§ Selected excerpt
-- START --

Skip to main content

Multi-Level Triton Runner supporting Python, IR, PTX, and cubin.

Project description

Multi-Level Triton Runner

Runner Docs | Dump Docs | Benchmark Docs | 中文文档 | triton-runner.org

English | 中文

Triton Runner is a lightweight execution and debugging layer for Triton. It lets you launch kernels from multiple compilation stages, inspect intermediate IR, and reuse compiled artifacts directly during performance tuning.

Compatibility summary:

  • Supported Triton versions: v3.0.0 through v3.6.0
  • Primary target: v3.5.x
  • Supported runner inputs: Python Triton, Gluon, TTIR, TTGIR, LLIR, PTX, cubin, AMDGCN, and hsaco
  • Dump support: Python, TTIR, and TTGIR
  • Optional CUDA bridge: TVM-FFI on Triton v3.3+
  • MLIR split output: set MLIR_ENABLE_DUMP=1 to expand all.mlir into per-pass files in the cache directory

✨ Features

📦 Installation

Install from PyPI

pip install triton-runner

Install from source

git clone https://github.com/toyaix/triton-runner
cd triton-runner
pip install -e .

Optional: TVM-FFI

Triton Runner also provides a CUDA/cubin-only bridge to TVM-FFI for Triton v3.3+.

pip install triton-runner[tvm-ffi]

pip install -e .[tvm-ffi]
export TRITON_RUNNER_ENABLE_TVM_FFI=1

🚀 Quick Start

I. Multi-Level Runner

Triton Runner can launch kernels from multiple points in the Triton compilation pipeline.

---
title: Triton Compilation Pipeline
---
flowchart LR

    subgraph Triton
        A["Python<br>Triton"]:::supported --> B["TTIR<br>Triton IR"]:::supported
        B --> C["TTGIR<br>Triton GPU IR"]:::supported
        C --> D["LLIR<br>LLVM IR"]:::supported

        Gluon["Python<br>Gluon"]:::supported --> C
        TLX["Python<br>TLX"]:::supported --> B
    end

    subgraph Backend
        D --> E["PTX"]:::supported
        D --> G["GCN"]:::supported
        E --> F["cubin<br>CUDA Binary"]:::supported
        G --> H["hsaco<br>HIP Binary"]:::supported
    end

    classDef supported fill:#AED6F1,stroke:#2E86C1,stroke-width:2px,color:#000000;
    classDef unsupported fill:#F5B7B1,stroke:#C0392B,stroke-width:2px,color:#000000;

TLX support is available for commit 9a7a23d in examples/runner/tlx/README.md.

1. Python Runner

Triton Runner supports two integration styles for Python kernels, and both are valid:

  1. Replace @triton.jit with @triton_runner.jit
  2. Monkey-patch Triton's decorators and keep using @triton.jit

If the module also uses @triton.autotune, call triton_runner.configure_autotune_backend() when using the monkey-patch style.

import triton_runner

@triton_runner.jit
def kernel(...):
    ...

-- END --

§ Request 1
On the Triton Runner page, list every node inside the Backend subgraph of the compilation pipeline flowchart.
§ Request 2
Answer these questions from the Triton Runner page:
(a) Which Triton version is named as the primary target?
(b) For which commit is TLX support available?
(c) What should be called when a module uses @triton.autotune with the monkey-patch style?
The records that come next have no connection to the Triton Runner page.

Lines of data
-- START --

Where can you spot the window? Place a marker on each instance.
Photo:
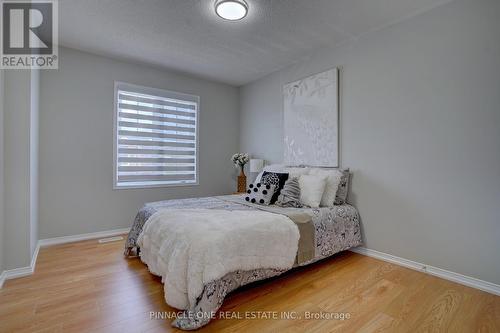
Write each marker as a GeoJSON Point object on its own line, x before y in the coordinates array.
{"type": "Point", "coordinates": [155, 137]}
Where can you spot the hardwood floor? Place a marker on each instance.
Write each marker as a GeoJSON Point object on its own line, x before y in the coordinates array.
{"type": "Point", "coordinates": [91, 287]}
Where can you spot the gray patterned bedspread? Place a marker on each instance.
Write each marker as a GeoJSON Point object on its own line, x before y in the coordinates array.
{"type": "Point", "coordinates": [336, 229]}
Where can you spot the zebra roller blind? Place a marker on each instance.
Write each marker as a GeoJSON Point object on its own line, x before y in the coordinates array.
{"type": "Point", "coordinates": [155, 137]}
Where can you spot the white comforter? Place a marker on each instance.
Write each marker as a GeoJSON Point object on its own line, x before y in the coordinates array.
{"type": "Point", "coordinates": [191, 247]}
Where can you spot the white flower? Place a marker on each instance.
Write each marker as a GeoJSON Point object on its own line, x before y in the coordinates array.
{"type": "Point", "coordinates": [240, 159]}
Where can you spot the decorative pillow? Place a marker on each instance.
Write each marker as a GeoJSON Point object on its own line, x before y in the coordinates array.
{"type": "Point", "coordinates": [311, 189]}
{"type": "Point", "coordinates": [259, 193]}
{"type": "Point", "coordinates": [276, 179]}
{"type": "Point", "coordinates": [270, 168]}
{"type": "Point", "coordinates": [290, 194]}
{"type": "Point", "coordinates": [332, 184]}
{"type": "Point", "coordinates": [343, 189]}
{"type": "Point", "coordinates": [341, 197]}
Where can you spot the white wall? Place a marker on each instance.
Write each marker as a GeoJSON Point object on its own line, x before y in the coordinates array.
{"type": "Point", "coordinates": [34, 156]}
{"type": "Point", "coordinates": [420, 130]}
{"type": "Point", "coordinates": [2, 215]}
{"type": "Point", "coordinates": [17, 108]}
{"type": "Point", "coordinates": [76, 143]}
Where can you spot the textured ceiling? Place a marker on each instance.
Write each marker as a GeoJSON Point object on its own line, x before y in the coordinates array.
{"type": "Point", "coordinates": [186, 35]}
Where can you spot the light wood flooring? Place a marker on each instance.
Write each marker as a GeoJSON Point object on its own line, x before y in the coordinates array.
{"type": "Point", "coordinates": [91, 287]}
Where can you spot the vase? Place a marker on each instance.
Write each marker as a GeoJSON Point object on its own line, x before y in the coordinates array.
{"type": "Point", "coordinates": [242, 180]}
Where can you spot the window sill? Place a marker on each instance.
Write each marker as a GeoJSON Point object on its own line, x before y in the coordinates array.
{"type": "Point", "coordinates": [146, 186]}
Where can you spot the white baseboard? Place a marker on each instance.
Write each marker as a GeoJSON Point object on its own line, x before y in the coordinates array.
{"type": "Point", "coordinates": [22, 271]}
{"type": "Point", "coordinates": [77, 238]}
{"type": "Point", "coordinates": [25, 271]}
{"type": "Point", "coordinates": [2, 279]}
{"type": "Point", "coordinates": [439, 272]}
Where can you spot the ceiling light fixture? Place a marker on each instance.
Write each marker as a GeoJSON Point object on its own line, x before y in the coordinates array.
{"type": "Point", "coordinates": [231, 10]}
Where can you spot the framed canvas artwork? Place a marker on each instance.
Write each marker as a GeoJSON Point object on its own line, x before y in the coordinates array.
{"type": "Point", "coordinates": [311, 120]}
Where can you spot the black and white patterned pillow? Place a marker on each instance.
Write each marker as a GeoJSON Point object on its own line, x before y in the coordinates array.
{"type": "Point", "coordinates": [276, 179]}
{"type": "Point", "coordinates": [290, 194]}
{"type": "Point", "coordinates": [341, 195]}
{"type": "Point", "coordinates": [259, 193]}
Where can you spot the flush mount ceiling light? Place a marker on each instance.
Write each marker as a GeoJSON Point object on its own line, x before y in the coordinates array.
{"type": "Point", "coordinates": [231, 10]}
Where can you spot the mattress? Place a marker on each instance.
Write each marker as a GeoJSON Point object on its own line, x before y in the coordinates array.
{"type": "Point", "coordinates": [335, 229]}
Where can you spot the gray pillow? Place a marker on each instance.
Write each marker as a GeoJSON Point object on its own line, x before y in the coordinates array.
{"type": "Point", "coordinates": [341, 196]}
{"type": "Point", "coordinates": [290, 194]}
{"type": "Point", "coordinates": [260, 194]}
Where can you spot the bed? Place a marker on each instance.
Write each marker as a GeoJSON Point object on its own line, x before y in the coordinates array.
{"type": "Point", "coordinates": [322, 232]}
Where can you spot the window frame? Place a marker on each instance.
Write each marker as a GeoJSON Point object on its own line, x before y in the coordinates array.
{"type": "Point", "coordinates": [160, 93]}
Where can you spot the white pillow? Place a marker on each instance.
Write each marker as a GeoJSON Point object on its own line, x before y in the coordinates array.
{"type": "Point", "coordinates": [311, 189]}
{"type": "Point", "coordinates": [332, 184]}
{"type": "Point", "coordinates": [295, 172]}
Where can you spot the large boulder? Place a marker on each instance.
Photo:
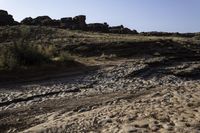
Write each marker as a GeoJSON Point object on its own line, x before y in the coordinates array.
{"type": "Point", "coordinates": [41, 20]}
{"type": "Point", "coordinates": [67, 22]}
{"type": "Point", "coordinates": [6, 19]}
{"type": "Point", "coordinates": [98, 27]}
{"type": "Point", "coordinates": [27, 21]}
{"type": "Point", "coordinates": [79, 22]}
{"type": "Point", "coordinates": [121, 30]}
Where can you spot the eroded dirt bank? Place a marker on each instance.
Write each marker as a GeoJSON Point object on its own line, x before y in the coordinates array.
{"type": "Point", "coordinates": [146, 94]}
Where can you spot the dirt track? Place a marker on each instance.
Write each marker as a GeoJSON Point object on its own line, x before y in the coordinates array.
{"type": "Point", "coordinates": [154, 94]}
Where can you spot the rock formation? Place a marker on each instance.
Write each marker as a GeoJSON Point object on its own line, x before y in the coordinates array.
{"type": "Point", "coordinates": [98, 27]}
{"type": "Point", "coordinates": [6, 19]}
{"type": "Point", "coordinates": [121, 30]}
{"type": "Point", "coordinates": [76, 23]}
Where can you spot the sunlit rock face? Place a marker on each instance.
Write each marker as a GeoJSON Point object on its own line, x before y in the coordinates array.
{"type": "Point", "coordinates": [5, 18]}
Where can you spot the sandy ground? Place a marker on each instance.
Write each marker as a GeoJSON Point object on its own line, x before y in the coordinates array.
{"type": "Point", "coordinates": [151, 94]}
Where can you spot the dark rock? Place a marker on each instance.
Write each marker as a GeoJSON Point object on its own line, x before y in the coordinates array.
{"type": "Point", "coordinates": [5, 18]}
{"type": "Point", "coordinates": [98, 27]}
{"type": "Point", "coordinates": [79, 22]}
{"type": "Point", "coordinates": [121, 30]}
{"type": "Point", "coordinates": [42, 20]}
{"type": "Point", "coordinates": [27, 21]}
{"type": "Point", "coordinates": [67, 22]}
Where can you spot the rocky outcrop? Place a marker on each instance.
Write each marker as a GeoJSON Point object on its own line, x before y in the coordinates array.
{"type": "Point", "coordinates": [121, 30]}
{"type": "Point", "coordinates": [75, 23]}
{"type": "Point", "coordinates": [79, 22]}
{"type": "Point", "coordinates": [98, 27]}
{"type": "Point", "coordinates": [6, 19]}
{"type": "Point", "coordinates": [42, 21]}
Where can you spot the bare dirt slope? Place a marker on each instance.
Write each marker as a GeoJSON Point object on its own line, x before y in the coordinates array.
{"type": "Point", "coordinates": [124, 83]}
{"type": "Point", "coordinates": [123, 95]}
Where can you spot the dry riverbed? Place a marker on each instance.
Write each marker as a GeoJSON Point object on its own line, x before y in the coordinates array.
{"type": "Point", "coordinates": [146, 94]}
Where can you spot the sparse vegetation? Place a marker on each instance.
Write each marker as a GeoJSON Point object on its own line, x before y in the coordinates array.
{"type": "Point", "coordinates": [26, 46]}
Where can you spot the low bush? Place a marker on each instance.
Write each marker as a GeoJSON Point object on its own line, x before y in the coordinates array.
{"type": "Point", "coordinates": [21, 54]}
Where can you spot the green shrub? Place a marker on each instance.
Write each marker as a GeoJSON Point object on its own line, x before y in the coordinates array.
{"type": "Point", "coordinates": [65, 57]}
{"type": "Point", "coordinates": [21, 54]}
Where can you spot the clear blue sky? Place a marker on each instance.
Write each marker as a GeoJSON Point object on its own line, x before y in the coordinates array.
{"type": "Point", "coordinates": [142, 15]}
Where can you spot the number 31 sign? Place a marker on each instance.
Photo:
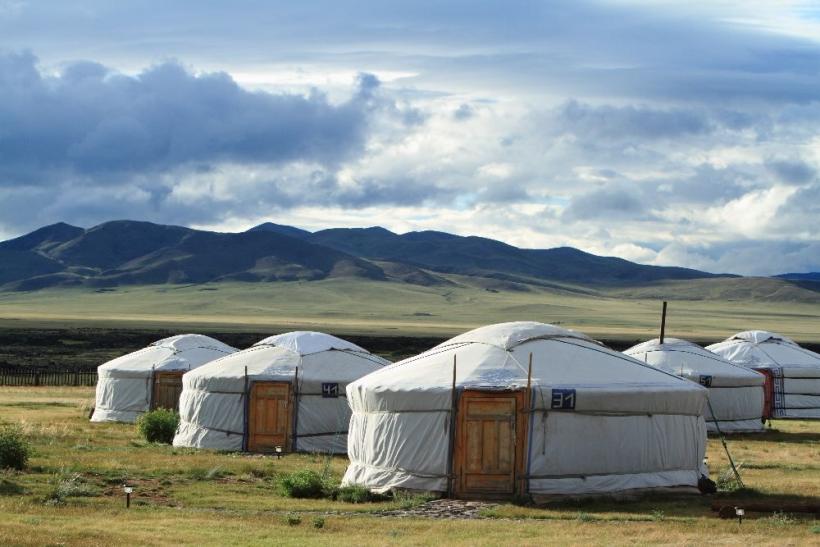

-- END --

§ Written reply 1
PTX
GCN
cubin (CUDA Binary)
hsaco (HIP Binary)

§ Written reply 2
(a) v3.5.x
(b) 9a7a23d
(c) triton_runner.configure_autotune_backend()